STUDY MATERIAL:
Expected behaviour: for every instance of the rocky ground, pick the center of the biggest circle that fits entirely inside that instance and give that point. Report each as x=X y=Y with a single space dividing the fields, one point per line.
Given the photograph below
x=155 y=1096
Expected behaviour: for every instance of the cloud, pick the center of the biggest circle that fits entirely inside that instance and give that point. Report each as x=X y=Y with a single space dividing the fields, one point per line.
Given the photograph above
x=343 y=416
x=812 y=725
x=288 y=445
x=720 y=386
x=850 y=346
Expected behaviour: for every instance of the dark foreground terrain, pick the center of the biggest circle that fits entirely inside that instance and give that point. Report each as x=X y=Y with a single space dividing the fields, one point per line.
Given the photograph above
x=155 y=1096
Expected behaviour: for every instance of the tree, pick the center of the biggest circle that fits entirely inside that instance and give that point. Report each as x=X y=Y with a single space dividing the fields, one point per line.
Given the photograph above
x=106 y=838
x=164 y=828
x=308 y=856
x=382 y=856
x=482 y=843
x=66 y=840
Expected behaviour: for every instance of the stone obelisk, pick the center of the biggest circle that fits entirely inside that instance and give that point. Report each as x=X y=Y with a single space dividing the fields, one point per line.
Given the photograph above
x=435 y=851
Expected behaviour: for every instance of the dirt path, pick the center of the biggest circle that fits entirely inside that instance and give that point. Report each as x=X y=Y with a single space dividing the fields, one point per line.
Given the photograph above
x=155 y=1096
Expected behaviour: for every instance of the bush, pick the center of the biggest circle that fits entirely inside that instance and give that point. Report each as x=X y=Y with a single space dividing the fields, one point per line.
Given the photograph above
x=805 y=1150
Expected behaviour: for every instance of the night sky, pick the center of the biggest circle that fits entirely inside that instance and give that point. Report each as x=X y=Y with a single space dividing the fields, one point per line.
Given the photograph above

EXERCISE BRIEF: Your task is to retype the whole listing, keeping every word exactly as it is.

YOUR SOLUTION:
Expected behaviour: for every instance of the rocky ground, pick the center of the biggest circle that fits entirely inside that instance and give that point. Report each as x=X y=Y with a single space dividing the fields, one point per line.
Given the photograph below
x=155 y=1096
Expected behaviour: for every instance of the cloud, pick the center of the biggest circle that fits entirely inside that instance and give that point. Report each as x=X y=Y with a single space dividing the fields, one point per line.
Given the photograph above
x=343 y=416
x=812 y=725
x=288 y=445
x=720 y=386
x=850 y=346
Expected behaviour: for every instance of the dark foreground terrain, pick the center of the biggest circle that fits entirely inside that instance and give that point. Report each as x=X y=Y with a single space dividing the fields, one point per line.
Given the photograph above
x=155 y=1096
Expected behaviour: for every instance of the tree, pick the center of the biggest circle that fits entirely inside that instance and give that point. Report each as x=X y=Y with a single space dividing the fields, one point per line.
Given the photograph above
x=106 y=838
x=164 y=828
x=308 y=856
x=382 y=856
x=482 y=843
x=66 y=840
Expected behaviour: for every instance of the stone obelisk, pick the center of the biggest circle that fits entirely inside that instance and give that point. Report each as x=X y=Y with a single space dividing the fields, one point per line.
Given the photograph above
x=435 y=851
Expected behaviour: for every instance of the dirt path, pick the center of the biggest circle that fits entirely inside that instance and give that point. Report each as x=X y=Y with a single space dividing the fields, one point per line.
Given the photograph above
x=155 y=1096
Expected behaviour: for every instance of the bush, pick the center of the biggest circle that fits entirely inside that instance and give that point. Report each as x=X y=Y with a single space dividing the fields, one point per line.
Given the photograph above
x=805 y=1150
Expected behaviour: for every instance of the night sky, pick the center of the biggest circle that fits entirely inside that instance and give that point. Report each as x=X y=Y with a single space dividing the fields, one point per line.
Given the photograph above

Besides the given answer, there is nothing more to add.